Für jeden durch die Kultur verfeinerten Menschen wäre ein Aufenthalt unter den dort landläufigen Bedingungen gleich dem in einer Folterkammer, die zur Verletzung aller unserer Sinne und Empfindungen eingerichtet ist.
Ferner als eminent wichtig für die Beurteilung des Landes sind die Erwerbs- und Arbeitsverhältnisse Galiziens zu betrachten. Sich über diese umfassend und fachgemäß zu orientieren, bedürfte es kaufmännischer Vorkenntnisse und eingehender Enqueten.
-- -- --
**Aufgaben**
1. Schreiben Sie den Abschnitt des obigen Textauszugs zwischen „Ferner als eminent“ und „und eingehender Enqueten.“, beide Stellen eingeschlossen, wortgetreu nieder.
2. Wessen bedürfte es laut dem Textauszug, um sich über die Erwerbs- und Arbeitsverhältnisse Galiziens umfassend und fachgemäß zu orientieren?

**Bereitgestellte Daten**
-- -- --
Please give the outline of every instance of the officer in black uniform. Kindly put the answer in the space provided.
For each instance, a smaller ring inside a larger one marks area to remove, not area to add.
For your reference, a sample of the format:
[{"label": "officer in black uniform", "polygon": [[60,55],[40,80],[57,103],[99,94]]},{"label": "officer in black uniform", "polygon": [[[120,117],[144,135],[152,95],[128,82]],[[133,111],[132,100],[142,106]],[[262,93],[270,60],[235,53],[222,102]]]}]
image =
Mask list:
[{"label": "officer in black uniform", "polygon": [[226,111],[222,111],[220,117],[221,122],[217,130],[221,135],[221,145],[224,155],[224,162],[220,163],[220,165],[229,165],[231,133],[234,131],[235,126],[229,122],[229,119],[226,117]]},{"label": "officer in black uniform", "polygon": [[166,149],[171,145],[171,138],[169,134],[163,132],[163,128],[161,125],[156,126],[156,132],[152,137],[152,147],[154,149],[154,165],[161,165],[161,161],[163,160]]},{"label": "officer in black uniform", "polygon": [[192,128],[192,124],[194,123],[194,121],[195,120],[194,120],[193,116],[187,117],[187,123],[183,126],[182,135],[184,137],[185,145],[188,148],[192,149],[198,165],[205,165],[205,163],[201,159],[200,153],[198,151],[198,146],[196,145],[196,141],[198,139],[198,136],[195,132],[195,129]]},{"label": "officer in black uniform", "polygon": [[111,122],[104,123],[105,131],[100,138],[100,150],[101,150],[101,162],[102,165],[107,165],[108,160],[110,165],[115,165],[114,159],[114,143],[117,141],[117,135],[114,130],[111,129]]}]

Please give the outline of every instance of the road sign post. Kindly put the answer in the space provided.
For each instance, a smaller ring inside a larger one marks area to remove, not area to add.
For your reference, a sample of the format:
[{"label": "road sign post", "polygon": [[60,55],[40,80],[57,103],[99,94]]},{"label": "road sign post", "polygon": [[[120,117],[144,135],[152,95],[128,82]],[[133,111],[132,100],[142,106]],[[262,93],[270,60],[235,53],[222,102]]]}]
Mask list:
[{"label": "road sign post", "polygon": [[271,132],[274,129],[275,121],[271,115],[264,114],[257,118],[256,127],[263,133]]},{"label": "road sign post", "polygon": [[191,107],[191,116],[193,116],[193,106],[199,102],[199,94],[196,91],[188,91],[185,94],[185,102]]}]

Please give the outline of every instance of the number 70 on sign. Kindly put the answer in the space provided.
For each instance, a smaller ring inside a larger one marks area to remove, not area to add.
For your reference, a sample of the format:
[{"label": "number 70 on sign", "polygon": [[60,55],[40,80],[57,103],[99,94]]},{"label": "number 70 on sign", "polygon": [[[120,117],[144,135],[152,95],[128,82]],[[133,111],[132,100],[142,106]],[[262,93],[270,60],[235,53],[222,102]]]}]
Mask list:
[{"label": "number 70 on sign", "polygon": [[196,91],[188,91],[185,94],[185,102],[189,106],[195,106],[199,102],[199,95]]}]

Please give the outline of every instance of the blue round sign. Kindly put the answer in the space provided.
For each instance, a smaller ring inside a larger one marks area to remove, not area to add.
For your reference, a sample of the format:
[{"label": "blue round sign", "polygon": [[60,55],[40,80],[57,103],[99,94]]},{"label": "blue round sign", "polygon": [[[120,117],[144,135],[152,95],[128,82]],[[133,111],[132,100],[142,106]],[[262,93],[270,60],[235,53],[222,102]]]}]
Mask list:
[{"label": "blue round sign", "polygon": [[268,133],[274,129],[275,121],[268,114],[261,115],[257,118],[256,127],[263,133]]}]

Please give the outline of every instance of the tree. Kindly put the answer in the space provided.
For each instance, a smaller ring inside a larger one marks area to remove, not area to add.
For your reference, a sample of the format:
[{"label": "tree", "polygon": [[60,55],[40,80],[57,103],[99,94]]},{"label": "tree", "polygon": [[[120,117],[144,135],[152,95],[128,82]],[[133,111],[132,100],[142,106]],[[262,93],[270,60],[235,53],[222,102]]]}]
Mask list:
-- -- --
**Lösungen**
1.
Ferner als eminent wichtig für die Beurteilung des Landes sind die Erwerbs- und Arbeitsverhältnisse Galiziens zu betrachten. Sich über diese umfassend und fachgemäß zu orientieren, bedürfte es kaufmännischer Vorkenntnisse und eingehender Enqueten.

2. Kaufmännischer Vorkenntnisse und eingehender Enqueten.